● **Excerpted passage**

We have a lot of work to do to capitalize on this movement!

Sunday, July 11, 2010

General Assembly

The General Assembly passed the resolution to re-establish a stand alone Office of Collegiate Ministries and to develop a higher education strategy to be presented at the 2012 GA. There was an outporing of support for Collegiate Ministries which was encouraging and affirming.

The committee discussed and debated the overture and its dilebration  turned out to be the the current state of collegiate ministry thought in microcosm. I wish it had been archived. It would have been a wonderful teaching tool.

The only really negative part was the attitude and action of some of the Louisville staff. They weren't interested in discussing the overture with the advocates, and made it clear that congregational ministries were important, and that they would sacrifice collegiate ministry in a heartbeat.

In 1998, the Lutherans conducted a big survey concerning Lutheran church-related schools. One of the big shockers of that study concerned the perceptions of different groups on the effectiveness of a church-related college experience. Guess which group undervalued church-related education the most? Church bureaucrats! More so than even non-churched adults. Perhaps by extension we might say that church officials would undervalue collegeiate ministry.

How can we change this? We have to find better ways to let the church know what collegiate ministry is doing. Perhaps a full-time staff member can help with that, but the collegiate ministry community has to be more PR proactive. How do we do that??

Monday, June 28, 2010

Ten Years Ago

When the PC(U.S.A.) was formed in 1983,  both of the uniting denominations had recently completed higher education mission papers: the UPC in the U.S.A. in 1981, and the PC(US) in 1982. In 1986, a new study was commissioned for the united church. That report, "On Being Faithful: The Continuing Mission of the Presbyterian Church (U.S.A.) in Higher Education was adopted in 1994.

Because of concerns that the success of parachurch campus ministries was reducing the impact of PC(U.S.A.),   the 1998 General Assembly directed a church-wide mission strategy "for ministry to higher education". That strategy was adopted by the 213th General Assembly in 2001 as "Renewing the Commitment".

Our history has been to think anew about collegiate ministry every ten years or so. That means the 2010 General Assembly needs to direct a new study.

That got me to thinking about what has changed in the last ten years in college ministry.

2000. Before Facebook and texting. Back when only student's parents had cell phones. Before 9/11. Before the cultural awareness of other religions. Back when the denomination had a logo which said "Campus Ministry Touched Me" and we didn't think that might be icky. Back when going off to college probably meant that your faith practice declined. Back when the only wars we were fighting were the War on Drugs and the Culture Wars. Before Helicopter Parents. Before the denomination got out of ecumenical student ministries.

Yes somethings remain the same, but what a culture shift! In 2010 students still bitch about the food- but now they coplain becuse there aren't more than just one vegan and gluten free and organic and stir fry option.

So let's get on with thinking how ministry is changing, and how we can support and empower those who minister on our behalf with, for, and to college students.

Wednesday, June 09, 2010

Long Range Thinking

The PC(USA) needs to do some long range thinking about collegiate ministries.

The last time the denomination addressed any collegiate ministry issue (except the approval of church-related institutions) was in 2001 with the report, “Renewing the Commitment: A Church-wide Mission Strategy for Ministry in Higher Education by the Presbyterian Church (U.S.A.) ." There was a subsequent report in 2003 which was initially hoped to be a companion piece to "Renewing the Committment." The report, "Reclaiming the Vision: A Mission Strategy to Strengthen the Partnership Between the Presbyterian Church (U.S.A.) and Its Related Schools, Colleges, and Universities" has little meat and no teeth. One proof is that it has no link on the PC(USA) website. I've put it on the PACHEM site so it can be accessed.

● **Objective A**
Translate this sentence from the collegiate ministry posts into Spanish: "That got me to thinking about what has changed in the last ten years in college ministry."

● **Exercise material**
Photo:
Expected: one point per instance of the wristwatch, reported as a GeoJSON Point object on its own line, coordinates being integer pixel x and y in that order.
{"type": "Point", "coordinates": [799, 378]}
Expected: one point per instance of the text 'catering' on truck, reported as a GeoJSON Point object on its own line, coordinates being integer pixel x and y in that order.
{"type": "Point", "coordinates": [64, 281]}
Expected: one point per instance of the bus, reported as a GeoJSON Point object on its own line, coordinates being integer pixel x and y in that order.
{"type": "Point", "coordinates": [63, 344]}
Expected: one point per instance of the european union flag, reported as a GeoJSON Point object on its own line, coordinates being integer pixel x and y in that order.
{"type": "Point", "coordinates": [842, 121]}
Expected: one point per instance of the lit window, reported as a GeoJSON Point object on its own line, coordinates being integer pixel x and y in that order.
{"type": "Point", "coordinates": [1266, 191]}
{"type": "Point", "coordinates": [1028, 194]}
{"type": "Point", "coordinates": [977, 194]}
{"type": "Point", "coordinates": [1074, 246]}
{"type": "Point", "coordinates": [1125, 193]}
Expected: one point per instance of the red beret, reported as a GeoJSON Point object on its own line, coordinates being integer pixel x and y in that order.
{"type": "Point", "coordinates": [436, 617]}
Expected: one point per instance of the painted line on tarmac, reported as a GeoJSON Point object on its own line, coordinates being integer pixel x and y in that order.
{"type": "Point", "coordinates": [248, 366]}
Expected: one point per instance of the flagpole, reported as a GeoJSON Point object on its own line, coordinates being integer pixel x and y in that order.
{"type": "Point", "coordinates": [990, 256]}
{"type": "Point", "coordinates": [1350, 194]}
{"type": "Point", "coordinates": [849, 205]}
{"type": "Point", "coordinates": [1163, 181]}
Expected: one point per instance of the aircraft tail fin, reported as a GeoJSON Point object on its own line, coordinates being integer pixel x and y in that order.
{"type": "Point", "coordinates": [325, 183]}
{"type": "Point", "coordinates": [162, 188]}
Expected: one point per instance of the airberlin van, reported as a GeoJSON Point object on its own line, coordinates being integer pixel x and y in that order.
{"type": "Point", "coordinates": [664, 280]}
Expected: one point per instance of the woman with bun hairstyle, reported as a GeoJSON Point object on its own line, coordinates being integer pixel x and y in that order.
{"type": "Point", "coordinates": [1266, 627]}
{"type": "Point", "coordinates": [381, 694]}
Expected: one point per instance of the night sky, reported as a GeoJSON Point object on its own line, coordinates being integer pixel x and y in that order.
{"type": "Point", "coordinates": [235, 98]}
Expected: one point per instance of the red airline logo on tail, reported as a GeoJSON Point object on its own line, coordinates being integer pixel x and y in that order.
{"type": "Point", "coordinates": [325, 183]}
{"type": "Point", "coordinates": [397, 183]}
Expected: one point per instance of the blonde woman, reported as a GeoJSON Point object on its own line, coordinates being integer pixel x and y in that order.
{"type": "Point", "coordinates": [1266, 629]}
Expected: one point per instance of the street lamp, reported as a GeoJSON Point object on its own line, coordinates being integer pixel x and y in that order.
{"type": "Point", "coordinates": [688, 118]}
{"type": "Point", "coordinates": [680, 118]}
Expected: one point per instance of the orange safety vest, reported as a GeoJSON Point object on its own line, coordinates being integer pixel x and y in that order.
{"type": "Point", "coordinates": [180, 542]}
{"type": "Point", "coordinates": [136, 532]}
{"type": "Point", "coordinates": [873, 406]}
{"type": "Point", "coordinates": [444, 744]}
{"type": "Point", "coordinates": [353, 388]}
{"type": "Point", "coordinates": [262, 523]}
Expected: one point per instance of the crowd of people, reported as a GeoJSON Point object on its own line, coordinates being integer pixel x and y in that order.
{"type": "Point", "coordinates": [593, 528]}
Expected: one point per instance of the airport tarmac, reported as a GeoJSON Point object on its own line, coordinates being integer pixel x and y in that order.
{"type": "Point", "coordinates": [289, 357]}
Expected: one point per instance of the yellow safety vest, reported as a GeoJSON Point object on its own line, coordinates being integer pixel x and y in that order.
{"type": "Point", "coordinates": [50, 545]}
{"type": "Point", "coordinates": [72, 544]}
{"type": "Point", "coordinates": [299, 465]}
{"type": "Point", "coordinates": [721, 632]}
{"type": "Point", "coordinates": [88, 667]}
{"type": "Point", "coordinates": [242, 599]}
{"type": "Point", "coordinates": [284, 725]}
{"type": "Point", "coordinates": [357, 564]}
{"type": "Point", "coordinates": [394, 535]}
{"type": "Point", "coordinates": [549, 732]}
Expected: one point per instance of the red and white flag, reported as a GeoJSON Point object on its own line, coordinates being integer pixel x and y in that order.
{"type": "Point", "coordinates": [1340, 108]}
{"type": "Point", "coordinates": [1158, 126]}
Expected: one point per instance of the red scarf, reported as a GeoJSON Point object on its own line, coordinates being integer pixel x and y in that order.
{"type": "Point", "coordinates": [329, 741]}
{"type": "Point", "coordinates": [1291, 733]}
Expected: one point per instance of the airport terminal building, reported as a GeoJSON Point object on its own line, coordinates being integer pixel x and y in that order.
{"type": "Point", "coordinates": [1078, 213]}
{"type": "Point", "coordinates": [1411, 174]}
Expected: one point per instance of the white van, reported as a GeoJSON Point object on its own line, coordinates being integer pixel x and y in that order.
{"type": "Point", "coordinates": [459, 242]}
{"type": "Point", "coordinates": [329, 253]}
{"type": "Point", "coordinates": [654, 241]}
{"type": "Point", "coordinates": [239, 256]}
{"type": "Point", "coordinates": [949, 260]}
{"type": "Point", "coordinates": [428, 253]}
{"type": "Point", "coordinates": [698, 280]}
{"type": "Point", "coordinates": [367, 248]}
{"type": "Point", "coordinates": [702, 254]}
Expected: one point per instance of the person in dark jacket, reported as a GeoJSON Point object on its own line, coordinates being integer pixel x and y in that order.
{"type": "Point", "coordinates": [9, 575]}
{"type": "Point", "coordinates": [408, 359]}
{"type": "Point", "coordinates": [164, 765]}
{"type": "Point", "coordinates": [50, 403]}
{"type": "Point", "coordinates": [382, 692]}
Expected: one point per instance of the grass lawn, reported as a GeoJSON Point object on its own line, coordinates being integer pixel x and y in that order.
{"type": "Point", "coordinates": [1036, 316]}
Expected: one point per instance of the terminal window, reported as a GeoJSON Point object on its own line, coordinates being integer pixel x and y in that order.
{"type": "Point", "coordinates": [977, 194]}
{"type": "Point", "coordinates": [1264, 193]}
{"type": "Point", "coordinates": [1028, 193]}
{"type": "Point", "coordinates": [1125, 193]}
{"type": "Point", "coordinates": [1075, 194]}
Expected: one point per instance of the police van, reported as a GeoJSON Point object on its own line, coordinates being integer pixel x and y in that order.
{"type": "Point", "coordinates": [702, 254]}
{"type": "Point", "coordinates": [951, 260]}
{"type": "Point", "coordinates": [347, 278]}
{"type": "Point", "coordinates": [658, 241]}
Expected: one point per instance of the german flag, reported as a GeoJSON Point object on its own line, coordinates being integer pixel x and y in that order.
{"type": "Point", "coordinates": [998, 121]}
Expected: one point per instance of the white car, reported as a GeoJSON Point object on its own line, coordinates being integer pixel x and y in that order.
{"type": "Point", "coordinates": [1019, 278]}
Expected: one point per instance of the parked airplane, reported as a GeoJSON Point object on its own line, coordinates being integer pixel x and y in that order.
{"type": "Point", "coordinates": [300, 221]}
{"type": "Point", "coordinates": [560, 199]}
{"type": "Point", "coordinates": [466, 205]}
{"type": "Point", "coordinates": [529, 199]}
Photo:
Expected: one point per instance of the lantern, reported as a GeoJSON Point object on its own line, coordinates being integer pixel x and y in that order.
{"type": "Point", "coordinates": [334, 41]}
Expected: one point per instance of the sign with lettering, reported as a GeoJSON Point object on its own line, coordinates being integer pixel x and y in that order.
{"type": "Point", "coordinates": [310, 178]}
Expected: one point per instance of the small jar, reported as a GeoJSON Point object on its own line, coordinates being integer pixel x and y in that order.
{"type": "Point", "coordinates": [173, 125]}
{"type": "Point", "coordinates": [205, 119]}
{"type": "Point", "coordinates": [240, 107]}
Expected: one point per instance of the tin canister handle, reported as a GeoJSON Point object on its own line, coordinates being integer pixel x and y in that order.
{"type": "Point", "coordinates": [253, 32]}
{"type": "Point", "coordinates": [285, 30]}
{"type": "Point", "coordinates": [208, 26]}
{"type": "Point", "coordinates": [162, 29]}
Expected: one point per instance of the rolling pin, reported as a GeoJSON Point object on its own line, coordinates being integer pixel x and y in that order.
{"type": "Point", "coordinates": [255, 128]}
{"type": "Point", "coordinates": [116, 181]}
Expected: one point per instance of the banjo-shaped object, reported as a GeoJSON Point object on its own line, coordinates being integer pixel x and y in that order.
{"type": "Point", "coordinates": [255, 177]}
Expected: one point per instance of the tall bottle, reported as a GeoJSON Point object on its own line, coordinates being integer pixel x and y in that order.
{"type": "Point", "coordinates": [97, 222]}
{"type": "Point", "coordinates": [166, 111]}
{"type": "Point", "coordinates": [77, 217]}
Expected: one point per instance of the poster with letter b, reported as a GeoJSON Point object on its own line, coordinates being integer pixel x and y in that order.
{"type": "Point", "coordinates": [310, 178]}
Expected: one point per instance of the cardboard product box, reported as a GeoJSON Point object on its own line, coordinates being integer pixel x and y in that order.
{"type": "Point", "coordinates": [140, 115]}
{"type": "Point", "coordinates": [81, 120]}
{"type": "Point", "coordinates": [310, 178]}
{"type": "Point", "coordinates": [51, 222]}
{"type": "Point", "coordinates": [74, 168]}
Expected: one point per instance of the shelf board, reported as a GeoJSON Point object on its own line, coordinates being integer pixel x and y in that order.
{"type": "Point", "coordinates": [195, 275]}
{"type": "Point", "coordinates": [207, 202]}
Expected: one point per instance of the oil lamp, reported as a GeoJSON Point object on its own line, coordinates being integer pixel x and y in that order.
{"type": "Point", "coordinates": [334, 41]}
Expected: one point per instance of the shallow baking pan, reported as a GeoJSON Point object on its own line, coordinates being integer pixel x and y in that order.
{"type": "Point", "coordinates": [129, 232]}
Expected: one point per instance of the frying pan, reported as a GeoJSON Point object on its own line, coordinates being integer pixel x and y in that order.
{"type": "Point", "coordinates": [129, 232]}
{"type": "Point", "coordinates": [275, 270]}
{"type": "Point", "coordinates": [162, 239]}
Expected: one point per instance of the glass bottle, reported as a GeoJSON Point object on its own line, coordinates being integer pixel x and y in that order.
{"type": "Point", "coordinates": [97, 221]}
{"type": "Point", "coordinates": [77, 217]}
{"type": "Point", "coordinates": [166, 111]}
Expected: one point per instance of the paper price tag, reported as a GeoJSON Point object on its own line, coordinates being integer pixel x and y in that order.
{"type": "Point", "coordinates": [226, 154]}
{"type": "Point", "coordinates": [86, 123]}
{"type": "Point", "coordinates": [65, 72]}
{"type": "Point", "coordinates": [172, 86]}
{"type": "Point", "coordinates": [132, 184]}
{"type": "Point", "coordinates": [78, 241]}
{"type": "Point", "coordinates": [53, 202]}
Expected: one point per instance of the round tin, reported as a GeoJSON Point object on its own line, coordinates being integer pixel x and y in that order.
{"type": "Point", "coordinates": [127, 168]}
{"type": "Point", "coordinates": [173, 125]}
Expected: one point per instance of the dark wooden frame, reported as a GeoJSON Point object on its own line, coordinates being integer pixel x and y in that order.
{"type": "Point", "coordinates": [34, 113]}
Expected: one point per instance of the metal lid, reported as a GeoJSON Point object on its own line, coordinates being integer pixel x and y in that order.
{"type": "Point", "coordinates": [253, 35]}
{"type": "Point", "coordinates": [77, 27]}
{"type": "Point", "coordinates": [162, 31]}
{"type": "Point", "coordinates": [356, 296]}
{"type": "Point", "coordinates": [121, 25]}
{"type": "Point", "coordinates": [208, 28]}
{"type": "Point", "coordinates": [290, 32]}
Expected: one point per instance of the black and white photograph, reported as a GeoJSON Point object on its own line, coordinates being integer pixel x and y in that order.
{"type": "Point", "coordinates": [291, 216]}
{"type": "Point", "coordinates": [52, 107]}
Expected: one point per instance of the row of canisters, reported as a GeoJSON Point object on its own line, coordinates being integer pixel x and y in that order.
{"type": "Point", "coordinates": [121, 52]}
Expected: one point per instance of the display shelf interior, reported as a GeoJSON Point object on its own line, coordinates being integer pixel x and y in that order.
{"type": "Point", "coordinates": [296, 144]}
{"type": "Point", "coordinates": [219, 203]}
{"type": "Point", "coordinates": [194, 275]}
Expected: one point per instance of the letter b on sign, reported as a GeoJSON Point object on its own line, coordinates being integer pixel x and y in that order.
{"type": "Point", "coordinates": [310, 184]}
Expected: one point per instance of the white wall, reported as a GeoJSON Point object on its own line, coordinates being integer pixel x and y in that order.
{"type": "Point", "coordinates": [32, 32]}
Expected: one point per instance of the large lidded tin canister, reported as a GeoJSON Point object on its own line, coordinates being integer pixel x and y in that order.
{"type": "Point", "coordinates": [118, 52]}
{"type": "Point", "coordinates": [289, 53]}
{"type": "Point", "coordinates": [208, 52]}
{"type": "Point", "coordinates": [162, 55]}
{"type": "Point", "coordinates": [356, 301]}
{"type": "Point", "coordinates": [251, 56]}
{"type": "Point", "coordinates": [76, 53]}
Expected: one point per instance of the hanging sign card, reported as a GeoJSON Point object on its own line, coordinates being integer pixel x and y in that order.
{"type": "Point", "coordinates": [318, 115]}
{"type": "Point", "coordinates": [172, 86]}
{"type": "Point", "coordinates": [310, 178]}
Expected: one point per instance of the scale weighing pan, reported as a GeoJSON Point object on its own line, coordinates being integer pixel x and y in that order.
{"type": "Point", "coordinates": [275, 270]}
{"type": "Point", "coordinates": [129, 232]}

● **Objective B**
Find each line in the records that contains the string "tail", with case counting, and copy those lines.

● **Task answer A**
Eso me llevó a pensar en lo que ha cambiado en los últimos diez años en el ministerio universitario.

● **Task answer B**
Expected: one point per instance of the aircraft tail fin, reported as a GeoJSON Point object on its own line, coordinates being integer pixel x and y in that order.
Expected: one point per instance of the red airline logo on tail, reported as a GeoJSON Point object on its own line, coordinates being integer pixel x and y in that order.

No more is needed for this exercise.